Tugas — Lanjutkan teks di bawah ini tentang dampak ekonomi hutan desa terhadap pendapatan masyarakat, mulai setelah kalimat terakhirnya.

Blok Teks —
:::
Mereka bukan gaya kita yang pada saat pandemik kebingungan mencari sumber pangan, kalau mereka tidak. Nah, kebetulannya itu ada dari Kata Data. Jadi mereka itu membuat survei kalau tidak salah pada November 2020. Di situ menegaskan bahwa hadirnya HKm (Huan Kemasyarakatan) hutan desa bisa memberikan dampak signifikan untuk peningkatan pendapatan.
Jadi rata-rata itu sekitar 40 hingga 50 persen mengatakan mereka dua sampai tiga kali lipat. Dampak ekonomi: meningkatnya produksi, pendapatan, dan penyerapan. Dari Prof. Mudrajat Maruf, 2018, membuktikan dampak ekonomi program adalah meningkatnya produksi pendapatan, kemudian penyerapan tenaga kerja, terlepasnya petani dari jerat kemiskinan, kemudian mereka bisa punya rumah sendiri, punya beberapa hal, kepemilikan sepeda motor dan lain-lain.
:::
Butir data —

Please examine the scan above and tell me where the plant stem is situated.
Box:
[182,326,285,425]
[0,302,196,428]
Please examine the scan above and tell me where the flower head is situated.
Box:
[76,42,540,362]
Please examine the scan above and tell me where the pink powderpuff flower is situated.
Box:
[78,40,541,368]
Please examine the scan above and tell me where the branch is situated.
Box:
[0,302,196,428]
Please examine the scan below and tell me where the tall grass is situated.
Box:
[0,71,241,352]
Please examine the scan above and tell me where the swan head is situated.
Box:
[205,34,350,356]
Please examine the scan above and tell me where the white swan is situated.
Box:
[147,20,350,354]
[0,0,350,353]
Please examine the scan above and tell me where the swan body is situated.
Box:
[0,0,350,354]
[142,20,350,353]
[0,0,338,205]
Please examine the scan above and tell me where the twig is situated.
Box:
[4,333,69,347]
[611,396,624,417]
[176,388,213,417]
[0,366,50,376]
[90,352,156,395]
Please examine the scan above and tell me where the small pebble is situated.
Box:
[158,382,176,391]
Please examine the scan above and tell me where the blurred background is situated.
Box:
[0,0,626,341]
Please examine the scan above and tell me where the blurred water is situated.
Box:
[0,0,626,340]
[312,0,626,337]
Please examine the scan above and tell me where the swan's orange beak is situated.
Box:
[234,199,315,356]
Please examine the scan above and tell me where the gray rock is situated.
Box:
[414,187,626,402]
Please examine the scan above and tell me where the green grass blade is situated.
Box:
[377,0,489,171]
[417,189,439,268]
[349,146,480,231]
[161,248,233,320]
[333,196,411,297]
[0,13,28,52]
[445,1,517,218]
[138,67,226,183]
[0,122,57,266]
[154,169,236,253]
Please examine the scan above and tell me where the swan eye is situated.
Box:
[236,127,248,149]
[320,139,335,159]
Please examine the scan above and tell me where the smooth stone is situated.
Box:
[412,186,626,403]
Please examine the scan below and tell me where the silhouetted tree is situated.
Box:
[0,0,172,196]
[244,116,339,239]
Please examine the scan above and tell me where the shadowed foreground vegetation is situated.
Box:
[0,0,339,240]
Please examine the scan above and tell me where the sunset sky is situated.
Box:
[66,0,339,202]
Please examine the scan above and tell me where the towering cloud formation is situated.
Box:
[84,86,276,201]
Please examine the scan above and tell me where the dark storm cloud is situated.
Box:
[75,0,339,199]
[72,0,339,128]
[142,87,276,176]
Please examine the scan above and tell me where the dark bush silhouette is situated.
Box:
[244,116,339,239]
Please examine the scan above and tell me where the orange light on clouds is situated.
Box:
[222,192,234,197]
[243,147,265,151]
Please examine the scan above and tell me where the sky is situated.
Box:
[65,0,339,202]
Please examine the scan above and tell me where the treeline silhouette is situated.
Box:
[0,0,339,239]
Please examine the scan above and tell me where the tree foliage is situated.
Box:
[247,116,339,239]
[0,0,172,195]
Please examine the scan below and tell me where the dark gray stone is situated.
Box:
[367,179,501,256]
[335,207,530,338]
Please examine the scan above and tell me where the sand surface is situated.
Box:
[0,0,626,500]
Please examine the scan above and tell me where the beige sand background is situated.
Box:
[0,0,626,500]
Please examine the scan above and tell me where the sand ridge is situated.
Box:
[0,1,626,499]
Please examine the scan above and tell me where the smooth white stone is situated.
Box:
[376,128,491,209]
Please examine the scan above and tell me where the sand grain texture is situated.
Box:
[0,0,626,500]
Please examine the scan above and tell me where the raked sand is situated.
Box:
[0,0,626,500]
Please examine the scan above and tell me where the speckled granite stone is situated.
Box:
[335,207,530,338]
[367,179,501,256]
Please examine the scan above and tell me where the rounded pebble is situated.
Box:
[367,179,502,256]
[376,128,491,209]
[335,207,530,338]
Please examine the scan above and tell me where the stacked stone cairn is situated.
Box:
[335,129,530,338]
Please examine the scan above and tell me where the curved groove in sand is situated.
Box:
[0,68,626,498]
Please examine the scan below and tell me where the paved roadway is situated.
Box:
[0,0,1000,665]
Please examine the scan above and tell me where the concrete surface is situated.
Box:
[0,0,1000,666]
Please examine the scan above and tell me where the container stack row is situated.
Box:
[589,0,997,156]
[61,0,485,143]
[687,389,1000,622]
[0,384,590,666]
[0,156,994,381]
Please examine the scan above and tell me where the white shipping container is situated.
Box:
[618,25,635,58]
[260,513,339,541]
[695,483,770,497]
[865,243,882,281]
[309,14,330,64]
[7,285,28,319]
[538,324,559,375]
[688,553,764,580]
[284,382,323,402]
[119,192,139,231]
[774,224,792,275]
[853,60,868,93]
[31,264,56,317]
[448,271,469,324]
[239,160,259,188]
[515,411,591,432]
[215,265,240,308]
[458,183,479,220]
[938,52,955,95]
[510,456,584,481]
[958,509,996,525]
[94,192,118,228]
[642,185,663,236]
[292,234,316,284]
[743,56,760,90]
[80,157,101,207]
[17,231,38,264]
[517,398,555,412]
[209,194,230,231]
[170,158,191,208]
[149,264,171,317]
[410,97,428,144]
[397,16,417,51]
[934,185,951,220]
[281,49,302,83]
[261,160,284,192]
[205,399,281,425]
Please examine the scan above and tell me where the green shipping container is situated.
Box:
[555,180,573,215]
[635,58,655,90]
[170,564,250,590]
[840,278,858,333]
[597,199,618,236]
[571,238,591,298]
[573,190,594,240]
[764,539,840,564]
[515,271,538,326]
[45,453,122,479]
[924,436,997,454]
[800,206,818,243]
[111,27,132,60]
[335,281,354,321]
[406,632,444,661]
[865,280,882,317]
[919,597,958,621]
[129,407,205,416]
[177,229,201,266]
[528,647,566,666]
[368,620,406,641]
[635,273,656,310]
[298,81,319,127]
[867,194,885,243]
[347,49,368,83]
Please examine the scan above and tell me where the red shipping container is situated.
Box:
:::
Jawaban —
Kalau khusus Kata Data 2020, dulunya itu kebun dan ladang di kawasan hutan merupakan sumber penghasilan sampingan, kini menjadi sumber penghasilan utama. Peningkatan pendapatan mengaku itu sebesar 98,4 persen. Pendapatan naik dua kali lipat 46 persen, pendapatan naik antara dua sampai tiga kali lipat 25,8 persen. Nah itu dari profesor peneliti UGM sama satu lagi itu survei dari Kata Data yang independen.
Itu kira-kira dan saya pikir mungkin akan terjadi hal yang sama juga untuk tahun ini. Mudah-mudahan ada survei dan penelitian yang membuktikan bahwa signifikasi penelitian sosial itu memang sangat nyata.
Di Gorontalo saya melihat bagaimana kelompok masyarakat menanam mangrove. Sedikit banyak masih ada kaitannya dengan perhutanan sosial. Misalnya melihat bagaimana kelompok-kelompok masyarakat punya daya untuk menanam mangrove dalam rehabilitasi. Di banyak tempat saya temui kebetulan untuk program pemulihan ekonomi nasional, PEN Mangrove.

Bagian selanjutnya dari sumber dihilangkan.